====== Text extract ======
Summer of that same year.

The year Tim Burton’s Batman was taking the nation by storm.

I saw it on cable, but before then, oh, maybe a week before that airing I was down at the mall in one of the record stores perusing the VHS tapes they had on this one wall and I came across the movie and thought, ‘oh, yeah, that’s gonna be on next week.’

When that airing came around I shoved in a tape and recorded it—loved the movie instantly—but the next morning when I went to watch it again the recording looked like shit. It was a Maxell tape and I recall Maxell tapes being of substandard quality, but I normally didn’t use them for recording. I can only assume my parents had bought me a pack on the fly when I needed some more.

Up till then I never bought any movies on VHS, I just recorded everything from cable thinking the quality was the same so why would I eve need to buy them? It was that Pumpkinhead recording that finally taught me there was a difference. I so wanted this movie on a better tape that I instantly thought of that VHS I saw at the record store and even though this was my day off from work I knew I was going to go down and buy it.
======
== Written problem A ==
In the text about recording movies off cable, why had the writer never bought any movies on VHS before?
====== Data supplied ======
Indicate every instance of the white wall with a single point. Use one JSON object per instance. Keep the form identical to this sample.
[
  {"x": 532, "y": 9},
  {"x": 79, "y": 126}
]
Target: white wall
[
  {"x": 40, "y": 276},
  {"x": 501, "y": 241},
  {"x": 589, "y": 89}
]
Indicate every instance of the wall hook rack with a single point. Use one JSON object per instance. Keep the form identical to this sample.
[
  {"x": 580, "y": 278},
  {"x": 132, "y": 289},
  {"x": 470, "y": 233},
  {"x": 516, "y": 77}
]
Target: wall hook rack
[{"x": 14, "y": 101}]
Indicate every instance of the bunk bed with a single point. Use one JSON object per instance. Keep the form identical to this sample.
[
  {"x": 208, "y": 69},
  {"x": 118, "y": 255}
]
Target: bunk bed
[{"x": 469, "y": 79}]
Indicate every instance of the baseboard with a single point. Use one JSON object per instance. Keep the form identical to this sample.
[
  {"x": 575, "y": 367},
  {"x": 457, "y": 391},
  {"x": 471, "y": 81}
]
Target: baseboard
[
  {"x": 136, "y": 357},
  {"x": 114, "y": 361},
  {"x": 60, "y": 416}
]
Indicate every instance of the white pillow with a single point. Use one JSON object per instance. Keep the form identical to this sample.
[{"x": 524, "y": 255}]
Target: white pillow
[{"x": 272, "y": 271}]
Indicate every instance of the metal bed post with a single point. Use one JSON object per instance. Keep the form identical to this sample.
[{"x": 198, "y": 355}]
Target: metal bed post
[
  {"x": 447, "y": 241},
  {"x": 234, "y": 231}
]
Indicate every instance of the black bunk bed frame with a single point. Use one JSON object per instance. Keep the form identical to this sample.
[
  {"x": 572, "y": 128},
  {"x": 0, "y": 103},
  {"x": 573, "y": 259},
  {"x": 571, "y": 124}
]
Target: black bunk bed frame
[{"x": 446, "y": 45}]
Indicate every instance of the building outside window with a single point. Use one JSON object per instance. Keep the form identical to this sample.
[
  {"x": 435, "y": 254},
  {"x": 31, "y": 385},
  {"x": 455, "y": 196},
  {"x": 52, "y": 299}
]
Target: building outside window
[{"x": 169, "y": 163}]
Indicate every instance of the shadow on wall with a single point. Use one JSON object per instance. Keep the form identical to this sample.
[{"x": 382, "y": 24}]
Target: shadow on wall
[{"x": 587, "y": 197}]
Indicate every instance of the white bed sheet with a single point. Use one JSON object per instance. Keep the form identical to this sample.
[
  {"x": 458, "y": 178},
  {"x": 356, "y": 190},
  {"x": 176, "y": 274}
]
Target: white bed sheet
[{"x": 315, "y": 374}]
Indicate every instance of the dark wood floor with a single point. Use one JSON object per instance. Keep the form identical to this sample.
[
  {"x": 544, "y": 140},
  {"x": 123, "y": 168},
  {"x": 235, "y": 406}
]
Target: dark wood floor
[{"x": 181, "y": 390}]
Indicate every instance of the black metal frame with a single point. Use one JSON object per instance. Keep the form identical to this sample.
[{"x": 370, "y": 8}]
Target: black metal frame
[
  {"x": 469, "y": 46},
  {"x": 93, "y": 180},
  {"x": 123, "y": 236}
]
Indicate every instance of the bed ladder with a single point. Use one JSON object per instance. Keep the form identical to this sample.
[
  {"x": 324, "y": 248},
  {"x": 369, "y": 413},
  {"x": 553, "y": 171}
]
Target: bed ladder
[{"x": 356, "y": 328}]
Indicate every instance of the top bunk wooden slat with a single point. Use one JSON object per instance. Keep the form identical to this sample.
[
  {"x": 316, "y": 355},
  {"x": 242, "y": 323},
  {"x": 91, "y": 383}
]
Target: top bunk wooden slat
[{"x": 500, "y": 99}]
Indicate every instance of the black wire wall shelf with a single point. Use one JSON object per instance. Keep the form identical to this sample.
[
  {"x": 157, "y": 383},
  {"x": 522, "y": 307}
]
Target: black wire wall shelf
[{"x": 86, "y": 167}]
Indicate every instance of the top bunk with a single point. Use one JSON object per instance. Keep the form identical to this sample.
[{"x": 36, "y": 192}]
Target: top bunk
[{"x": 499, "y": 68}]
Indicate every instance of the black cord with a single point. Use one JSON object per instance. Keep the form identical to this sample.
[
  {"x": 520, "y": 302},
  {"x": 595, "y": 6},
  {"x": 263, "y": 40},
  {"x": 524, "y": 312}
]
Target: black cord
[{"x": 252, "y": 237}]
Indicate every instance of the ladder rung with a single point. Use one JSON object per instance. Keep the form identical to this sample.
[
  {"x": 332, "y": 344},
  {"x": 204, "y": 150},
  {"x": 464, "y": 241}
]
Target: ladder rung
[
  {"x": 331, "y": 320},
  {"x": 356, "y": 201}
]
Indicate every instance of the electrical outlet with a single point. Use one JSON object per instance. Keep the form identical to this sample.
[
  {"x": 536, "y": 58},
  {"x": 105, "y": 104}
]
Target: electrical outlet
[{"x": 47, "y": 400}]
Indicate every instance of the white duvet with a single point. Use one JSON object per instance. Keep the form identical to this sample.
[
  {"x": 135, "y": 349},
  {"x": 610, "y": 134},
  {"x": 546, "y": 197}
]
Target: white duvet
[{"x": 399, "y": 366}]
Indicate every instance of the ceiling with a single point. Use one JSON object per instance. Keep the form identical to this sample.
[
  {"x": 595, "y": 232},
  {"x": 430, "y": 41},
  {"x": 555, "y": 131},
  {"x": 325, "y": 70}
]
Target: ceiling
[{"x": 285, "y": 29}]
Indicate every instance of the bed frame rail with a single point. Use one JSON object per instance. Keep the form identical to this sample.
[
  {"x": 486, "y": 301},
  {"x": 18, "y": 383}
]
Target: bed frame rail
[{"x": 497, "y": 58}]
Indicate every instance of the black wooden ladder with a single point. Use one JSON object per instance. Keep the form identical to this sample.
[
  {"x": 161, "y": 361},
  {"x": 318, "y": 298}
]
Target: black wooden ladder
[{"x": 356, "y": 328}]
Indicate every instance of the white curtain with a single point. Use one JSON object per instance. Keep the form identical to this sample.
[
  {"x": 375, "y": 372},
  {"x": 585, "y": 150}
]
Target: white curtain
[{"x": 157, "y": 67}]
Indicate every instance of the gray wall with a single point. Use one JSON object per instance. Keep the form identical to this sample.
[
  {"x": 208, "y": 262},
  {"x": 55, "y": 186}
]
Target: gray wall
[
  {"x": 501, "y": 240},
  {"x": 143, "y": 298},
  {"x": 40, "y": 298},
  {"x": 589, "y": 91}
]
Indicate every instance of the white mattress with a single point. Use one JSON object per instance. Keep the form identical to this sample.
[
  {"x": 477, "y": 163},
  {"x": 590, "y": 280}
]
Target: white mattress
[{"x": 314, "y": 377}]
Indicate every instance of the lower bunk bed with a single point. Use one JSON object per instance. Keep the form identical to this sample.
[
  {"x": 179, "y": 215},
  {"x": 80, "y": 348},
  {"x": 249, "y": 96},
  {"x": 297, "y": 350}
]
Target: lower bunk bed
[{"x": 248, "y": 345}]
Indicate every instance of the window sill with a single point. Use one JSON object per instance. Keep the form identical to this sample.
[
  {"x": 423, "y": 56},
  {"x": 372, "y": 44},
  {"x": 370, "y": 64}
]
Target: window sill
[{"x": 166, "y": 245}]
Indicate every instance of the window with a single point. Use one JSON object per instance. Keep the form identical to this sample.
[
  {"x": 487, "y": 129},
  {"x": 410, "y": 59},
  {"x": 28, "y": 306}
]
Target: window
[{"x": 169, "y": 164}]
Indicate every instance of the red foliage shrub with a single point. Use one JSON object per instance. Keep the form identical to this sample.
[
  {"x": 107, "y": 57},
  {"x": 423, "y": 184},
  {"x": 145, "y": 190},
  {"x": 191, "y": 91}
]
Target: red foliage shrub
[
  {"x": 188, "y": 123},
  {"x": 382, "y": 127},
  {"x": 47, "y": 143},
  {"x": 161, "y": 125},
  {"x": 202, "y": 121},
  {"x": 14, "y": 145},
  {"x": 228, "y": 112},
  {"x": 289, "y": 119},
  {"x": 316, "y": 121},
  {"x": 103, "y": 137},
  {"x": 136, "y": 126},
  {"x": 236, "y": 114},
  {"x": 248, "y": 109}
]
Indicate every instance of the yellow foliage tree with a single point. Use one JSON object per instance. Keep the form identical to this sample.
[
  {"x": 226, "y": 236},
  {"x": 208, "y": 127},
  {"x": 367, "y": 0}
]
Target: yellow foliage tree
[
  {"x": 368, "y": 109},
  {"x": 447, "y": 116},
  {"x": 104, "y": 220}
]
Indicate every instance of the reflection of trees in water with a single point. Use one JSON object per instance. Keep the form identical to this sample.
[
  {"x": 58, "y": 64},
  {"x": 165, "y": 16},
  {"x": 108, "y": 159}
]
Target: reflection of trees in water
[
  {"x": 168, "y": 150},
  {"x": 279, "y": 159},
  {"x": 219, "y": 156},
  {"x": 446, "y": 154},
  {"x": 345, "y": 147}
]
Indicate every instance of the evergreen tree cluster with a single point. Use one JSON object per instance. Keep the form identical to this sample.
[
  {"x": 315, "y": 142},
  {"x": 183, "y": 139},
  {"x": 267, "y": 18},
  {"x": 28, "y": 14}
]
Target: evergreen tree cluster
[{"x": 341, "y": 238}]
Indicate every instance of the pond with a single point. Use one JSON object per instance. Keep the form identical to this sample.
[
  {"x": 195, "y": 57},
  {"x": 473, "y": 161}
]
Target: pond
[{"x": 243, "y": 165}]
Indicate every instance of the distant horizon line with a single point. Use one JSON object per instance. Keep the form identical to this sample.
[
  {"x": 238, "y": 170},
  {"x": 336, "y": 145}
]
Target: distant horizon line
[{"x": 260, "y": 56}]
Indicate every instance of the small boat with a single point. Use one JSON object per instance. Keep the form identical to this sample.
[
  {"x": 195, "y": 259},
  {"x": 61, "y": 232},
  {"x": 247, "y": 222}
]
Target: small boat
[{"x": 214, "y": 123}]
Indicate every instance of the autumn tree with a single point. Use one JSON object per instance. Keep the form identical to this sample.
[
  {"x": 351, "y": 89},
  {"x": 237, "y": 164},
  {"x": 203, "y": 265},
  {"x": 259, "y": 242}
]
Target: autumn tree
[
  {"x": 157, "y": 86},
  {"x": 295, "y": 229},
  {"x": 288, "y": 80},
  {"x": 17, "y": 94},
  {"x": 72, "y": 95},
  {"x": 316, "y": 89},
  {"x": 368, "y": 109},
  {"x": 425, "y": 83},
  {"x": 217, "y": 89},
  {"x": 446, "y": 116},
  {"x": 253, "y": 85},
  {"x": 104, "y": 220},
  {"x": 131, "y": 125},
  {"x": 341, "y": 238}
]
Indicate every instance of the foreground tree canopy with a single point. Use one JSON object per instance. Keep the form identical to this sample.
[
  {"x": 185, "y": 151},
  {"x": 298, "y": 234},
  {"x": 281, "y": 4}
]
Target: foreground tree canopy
======
== Written problem B ==
In the listing, convert the lines into a JSON list of strings, one string per line, with blank lines left out. Begin at the line that has "Indicate every instance of the evergreen" and stop after the line that has "Target: evergreen tree cluster".

== Complete output A ==
The writer recorded everything from cable, believing the quality was the same as a purchased tape. There seemed to be no reason to buy movies.

== Complete output B ==
[
  "Indicate every instance of the evergreen tree cluster with a single point. Use one JSON object per instance. Keep the form identical to this sample.",
  "[",
  "  {\"x\": 315, \"y\": 142},",
  "  {\"x\": 183, \"y\": 139},",
  "  {\"x\": 267, \"y\": 18},",
  "  {\"x\": 28, \"y\": 14}",
  "]",
  "Target: evergreen tree cluster"
]